▶ [Given exercise]
Give back, unchanged, each line from the one containing "Might you point out the shadow" through the last line of the entries below.

▶ [Data in this exercise]
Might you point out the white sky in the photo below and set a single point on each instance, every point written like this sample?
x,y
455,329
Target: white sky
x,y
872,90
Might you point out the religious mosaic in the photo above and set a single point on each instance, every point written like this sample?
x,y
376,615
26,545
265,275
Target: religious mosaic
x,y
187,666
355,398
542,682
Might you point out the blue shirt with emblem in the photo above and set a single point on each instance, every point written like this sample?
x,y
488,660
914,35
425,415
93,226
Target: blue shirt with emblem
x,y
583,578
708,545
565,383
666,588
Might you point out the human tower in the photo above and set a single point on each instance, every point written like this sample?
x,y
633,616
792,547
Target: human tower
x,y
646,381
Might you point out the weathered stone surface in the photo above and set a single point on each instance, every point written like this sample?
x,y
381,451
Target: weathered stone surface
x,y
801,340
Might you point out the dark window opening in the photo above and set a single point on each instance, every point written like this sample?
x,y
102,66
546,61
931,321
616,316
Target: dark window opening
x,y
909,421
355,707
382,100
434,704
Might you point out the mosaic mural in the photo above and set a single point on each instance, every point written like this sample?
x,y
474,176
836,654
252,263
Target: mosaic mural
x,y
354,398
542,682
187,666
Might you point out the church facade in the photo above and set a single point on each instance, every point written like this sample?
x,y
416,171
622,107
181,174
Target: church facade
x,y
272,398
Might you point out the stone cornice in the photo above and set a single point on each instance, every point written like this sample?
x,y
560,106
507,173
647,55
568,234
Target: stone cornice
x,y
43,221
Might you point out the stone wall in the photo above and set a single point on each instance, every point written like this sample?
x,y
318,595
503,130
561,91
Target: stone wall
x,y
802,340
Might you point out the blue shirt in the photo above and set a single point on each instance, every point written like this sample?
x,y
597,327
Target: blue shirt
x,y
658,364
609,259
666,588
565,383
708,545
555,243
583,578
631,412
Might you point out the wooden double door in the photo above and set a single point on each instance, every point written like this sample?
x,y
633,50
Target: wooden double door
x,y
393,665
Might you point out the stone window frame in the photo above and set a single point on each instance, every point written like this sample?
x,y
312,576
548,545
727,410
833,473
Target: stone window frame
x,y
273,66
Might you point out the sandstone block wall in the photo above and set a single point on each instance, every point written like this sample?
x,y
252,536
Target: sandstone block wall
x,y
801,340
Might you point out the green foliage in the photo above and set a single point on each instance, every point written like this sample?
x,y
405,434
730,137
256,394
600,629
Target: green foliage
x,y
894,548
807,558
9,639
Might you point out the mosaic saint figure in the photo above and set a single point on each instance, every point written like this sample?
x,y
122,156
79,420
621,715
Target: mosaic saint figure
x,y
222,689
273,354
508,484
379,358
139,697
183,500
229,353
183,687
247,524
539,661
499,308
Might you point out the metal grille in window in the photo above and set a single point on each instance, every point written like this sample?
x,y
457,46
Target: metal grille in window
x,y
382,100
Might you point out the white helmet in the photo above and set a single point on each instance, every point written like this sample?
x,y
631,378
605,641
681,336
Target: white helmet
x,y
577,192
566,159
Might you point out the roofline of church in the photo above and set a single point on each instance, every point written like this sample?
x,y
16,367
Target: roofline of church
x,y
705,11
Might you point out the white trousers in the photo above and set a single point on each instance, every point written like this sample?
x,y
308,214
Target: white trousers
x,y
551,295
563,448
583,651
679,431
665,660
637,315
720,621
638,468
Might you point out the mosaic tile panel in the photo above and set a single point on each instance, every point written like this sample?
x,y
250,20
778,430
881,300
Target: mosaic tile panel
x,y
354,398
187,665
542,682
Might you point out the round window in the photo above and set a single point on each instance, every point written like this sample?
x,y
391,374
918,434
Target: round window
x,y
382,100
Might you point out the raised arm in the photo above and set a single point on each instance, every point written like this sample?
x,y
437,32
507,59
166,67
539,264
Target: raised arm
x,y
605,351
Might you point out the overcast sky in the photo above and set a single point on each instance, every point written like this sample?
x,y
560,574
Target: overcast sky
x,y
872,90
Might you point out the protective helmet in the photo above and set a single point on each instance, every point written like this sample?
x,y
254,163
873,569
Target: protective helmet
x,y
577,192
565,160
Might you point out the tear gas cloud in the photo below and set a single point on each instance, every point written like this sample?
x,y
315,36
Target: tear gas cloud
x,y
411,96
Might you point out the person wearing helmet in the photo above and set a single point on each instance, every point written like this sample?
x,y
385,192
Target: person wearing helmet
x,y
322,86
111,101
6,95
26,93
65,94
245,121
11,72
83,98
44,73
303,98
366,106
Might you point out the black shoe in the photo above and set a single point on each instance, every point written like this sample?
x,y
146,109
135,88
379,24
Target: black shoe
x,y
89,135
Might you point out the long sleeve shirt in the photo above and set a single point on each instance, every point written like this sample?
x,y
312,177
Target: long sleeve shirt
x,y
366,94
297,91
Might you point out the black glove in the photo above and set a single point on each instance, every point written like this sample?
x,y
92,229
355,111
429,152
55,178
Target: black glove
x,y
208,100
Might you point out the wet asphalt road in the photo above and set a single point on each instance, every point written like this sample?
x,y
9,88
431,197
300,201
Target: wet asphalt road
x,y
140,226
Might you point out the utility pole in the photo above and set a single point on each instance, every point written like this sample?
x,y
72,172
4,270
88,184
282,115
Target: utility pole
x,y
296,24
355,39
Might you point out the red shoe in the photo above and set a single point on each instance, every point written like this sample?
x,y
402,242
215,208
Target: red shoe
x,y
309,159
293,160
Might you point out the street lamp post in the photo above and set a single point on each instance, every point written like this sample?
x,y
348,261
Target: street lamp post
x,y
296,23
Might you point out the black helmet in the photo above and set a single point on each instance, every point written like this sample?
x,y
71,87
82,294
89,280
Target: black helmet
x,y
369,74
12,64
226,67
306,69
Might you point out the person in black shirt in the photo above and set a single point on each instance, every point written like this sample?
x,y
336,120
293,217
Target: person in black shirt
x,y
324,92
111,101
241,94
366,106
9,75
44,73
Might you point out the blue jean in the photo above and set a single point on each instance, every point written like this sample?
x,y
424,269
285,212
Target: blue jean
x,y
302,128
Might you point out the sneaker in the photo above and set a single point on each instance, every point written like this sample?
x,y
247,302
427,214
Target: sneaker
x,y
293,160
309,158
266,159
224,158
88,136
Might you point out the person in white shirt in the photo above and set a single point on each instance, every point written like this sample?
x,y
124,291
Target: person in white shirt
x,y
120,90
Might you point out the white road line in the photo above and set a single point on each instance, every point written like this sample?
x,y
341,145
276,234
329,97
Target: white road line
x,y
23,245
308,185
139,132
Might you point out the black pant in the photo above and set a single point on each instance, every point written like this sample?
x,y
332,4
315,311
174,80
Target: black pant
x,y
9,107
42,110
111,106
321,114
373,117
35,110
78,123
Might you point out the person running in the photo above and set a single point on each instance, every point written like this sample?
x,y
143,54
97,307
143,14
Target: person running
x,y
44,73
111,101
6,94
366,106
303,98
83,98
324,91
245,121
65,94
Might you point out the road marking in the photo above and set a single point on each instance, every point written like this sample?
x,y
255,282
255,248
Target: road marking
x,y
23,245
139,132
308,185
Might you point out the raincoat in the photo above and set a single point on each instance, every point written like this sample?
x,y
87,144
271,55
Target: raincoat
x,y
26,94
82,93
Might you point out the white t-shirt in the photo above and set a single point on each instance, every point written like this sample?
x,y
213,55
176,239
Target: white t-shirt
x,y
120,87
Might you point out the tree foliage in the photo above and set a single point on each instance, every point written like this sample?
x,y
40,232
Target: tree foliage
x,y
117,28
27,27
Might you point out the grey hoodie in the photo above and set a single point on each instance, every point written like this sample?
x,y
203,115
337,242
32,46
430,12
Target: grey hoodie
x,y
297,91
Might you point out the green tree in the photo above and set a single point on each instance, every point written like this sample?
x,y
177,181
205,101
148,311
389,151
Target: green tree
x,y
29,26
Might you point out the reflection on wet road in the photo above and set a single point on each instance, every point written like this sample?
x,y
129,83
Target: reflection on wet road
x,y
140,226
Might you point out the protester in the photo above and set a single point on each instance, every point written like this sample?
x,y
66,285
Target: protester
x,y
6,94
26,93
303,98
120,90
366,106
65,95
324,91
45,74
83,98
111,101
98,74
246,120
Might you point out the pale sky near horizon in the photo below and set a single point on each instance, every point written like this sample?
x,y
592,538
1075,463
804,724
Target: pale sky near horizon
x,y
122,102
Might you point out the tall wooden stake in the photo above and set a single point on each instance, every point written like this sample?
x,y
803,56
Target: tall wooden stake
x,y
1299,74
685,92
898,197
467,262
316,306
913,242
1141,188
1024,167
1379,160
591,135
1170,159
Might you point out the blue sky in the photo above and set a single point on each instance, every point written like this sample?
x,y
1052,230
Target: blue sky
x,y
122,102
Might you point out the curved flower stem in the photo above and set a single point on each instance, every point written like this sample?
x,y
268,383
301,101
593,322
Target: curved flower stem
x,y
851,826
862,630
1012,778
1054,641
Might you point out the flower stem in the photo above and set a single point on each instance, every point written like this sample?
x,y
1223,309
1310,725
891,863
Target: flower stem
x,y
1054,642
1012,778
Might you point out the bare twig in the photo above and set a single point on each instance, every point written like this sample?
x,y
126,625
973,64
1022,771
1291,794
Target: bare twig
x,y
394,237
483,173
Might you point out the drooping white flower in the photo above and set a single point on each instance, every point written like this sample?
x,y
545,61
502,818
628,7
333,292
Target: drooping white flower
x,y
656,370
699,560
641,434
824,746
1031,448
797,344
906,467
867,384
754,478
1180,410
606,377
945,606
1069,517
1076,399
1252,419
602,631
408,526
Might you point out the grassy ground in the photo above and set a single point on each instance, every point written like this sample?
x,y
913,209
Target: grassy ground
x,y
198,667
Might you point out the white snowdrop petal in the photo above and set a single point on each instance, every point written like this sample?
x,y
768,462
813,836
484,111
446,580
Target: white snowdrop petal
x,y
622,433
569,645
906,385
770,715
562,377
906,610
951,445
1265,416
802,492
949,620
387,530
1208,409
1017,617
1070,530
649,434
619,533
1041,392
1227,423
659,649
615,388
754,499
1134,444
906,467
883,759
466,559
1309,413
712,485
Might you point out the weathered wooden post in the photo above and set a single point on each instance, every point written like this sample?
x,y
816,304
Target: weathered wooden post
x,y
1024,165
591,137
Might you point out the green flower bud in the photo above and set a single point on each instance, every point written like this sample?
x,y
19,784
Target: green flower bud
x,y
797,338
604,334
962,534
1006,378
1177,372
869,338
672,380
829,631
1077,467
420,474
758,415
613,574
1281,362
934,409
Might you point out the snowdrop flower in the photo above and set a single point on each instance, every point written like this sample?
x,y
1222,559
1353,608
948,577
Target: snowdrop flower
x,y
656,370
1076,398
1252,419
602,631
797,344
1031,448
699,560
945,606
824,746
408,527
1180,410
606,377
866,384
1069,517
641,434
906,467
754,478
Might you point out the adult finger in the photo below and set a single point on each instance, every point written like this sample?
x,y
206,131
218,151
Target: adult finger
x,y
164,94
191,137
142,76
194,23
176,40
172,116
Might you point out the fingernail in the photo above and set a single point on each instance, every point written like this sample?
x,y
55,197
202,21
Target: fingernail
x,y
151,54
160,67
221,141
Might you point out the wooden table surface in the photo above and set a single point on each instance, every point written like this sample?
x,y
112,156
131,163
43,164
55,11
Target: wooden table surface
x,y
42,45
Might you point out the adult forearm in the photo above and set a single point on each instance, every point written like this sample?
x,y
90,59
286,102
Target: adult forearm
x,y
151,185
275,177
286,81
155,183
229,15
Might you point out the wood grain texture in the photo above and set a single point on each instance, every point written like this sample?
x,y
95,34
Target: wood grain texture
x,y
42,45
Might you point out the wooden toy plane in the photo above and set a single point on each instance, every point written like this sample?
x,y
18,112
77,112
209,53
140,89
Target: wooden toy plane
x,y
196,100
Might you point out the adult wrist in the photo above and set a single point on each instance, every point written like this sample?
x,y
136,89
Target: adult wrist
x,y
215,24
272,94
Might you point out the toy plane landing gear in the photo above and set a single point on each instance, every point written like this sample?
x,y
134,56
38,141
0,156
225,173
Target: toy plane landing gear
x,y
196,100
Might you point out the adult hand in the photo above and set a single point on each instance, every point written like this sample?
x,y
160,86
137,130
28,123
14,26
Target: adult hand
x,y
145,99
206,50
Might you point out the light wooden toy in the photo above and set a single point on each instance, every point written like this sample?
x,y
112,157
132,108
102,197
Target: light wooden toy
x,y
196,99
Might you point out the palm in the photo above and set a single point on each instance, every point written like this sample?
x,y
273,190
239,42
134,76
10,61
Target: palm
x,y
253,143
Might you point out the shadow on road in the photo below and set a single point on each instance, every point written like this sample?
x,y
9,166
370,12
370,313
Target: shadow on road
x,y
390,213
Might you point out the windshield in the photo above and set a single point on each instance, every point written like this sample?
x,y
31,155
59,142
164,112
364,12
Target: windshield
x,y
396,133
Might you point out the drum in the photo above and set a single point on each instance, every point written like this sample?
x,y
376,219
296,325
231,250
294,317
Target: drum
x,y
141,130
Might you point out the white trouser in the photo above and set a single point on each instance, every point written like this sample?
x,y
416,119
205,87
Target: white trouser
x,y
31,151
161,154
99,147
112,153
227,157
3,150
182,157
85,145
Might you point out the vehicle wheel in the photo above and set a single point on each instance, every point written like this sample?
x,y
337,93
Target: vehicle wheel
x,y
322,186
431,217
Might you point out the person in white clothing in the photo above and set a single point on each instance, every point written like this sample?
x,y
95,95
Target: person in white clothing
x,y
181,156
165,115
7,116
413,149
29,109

▶ [Answer to this exercise]
Might you point out the shadow on road in the photo below and set a single point on each instance, every point written like this sample?
x,y
9,166
370,12
370,313
Target: shadow on road
x,y
390,213
Might you point out the windshield in the photo above and set a single point on each instance, every point written like this sample?
x,y
31,155
59,142
164,112
364,12
Target: windshield
x,y
396,133
Might you point out the drum in the photo above and set a single point on each instance, every point written like this sample?
x,y
376,219
296,325
231,250
294,317
Target: drum
x,y
141,130
Might you point out the white trouser in the photo above and set a single point on each instance, every point written like this sample?
x,y
416,119
205,87
Target: white trouser
x,y
31,151
161,154
99,147
112,153
227,157
3,150
182,157
85,145
Might you point out the vehicle wheel in the photo above and set a single point on each instance, every point written like this sample?
x,y
337,93
Target: vehicle wheel
x,y
322,186
431,217
Might you point out the person in white clothing in the photo above and set a single point on each instance, every point written like this sample?
x,y
95,95
Target: person in white clothing
x,y
181,156
165,115
7,116
413,149
29,109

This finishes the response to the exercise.